- **TEXT EXTRACT**:
--- begin ---
Wechat group membership has been used in the roundup of human rights lawyers such as Xie Yang. This information must have been given to the Chinese police by Tencent. Within China there is no doubt that your information is not secure. This puts into question the the same platform for international use.

Wechat used to prosecute Xie Yang and hunt down other human rights lawyers: 1, 2, 3, 4

Because China’s new law makes chat group owners legally liable for their group’s content, many group owners are deleting their groups. This is exactly the self-censorship that China desires. Because Wechat has been used in the past to prosecute or implicate people in a police hunt, many people are deleting their group memberships. This is only natural.

Regulations released Sept. 7 [2017] made creators of online groups responsible for managing information within their forums and the behavior of members. While they don’t take effect until October, authorities have jumped into action by disciplining 40 people in one group for spreading petition letters while arresting a man who complained about police raids, according to reports in official Chinese media.source

It is very clear that if you use QQ or Wechat on your phone there is 100% certainty within China and a high probability outside China that your device’s information will be leaked back to China.

Hacking of foreign government organizations by Chinese government hackers

Similar to Russia and North Korea, Chinese state sponsored hackers are difficult to track down and conclusively show who was the perpetrator. China has near infinite funding for such clandestine endeavors.

China’s state-sponsored cyberattack on the National Research Council’s computer infrastructure cost Ottawa hundreds of millions of dollars, according to federal documents that shed light on fallout from the 2014 breach. source

NRC Canada Cybersecurity: Briefing for the Deputy Minister, 2016,  pp23

NRC Canada Cybersecurity: Briefing for the Deputy Minister, 2016, pp23

As with Russia, China denies all of these allegations. This is to be expected. Read the full NRC presentation, which includes the NRC Cyber Security Action Plan, 2015.
--- end ---
- **SOURCE DATA**:
--- begin ---
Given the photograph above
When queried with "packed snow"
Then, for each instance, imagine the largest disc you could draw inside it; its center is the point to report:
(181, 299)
--- end ---
- **PROBLEMS**:
1. In the passage on WeChat and Chinese hacking, how much did the 2014 breach of the National Research Council's computer infrastructure cost Ottawa?
2. Copy the passage on WeChat and Chinese hacking word for word, starting at "As with Russia, China" and ending at "Action Plan, 2015.".

- **SET OF ANSWERS**:
1. Hundreds of millions of dollars.

2.
As with Russia, China denies all of these allegations. This is to be expected. Read the full NRC presentation, which includes the NRC Cyber Security Action Plan, 2015.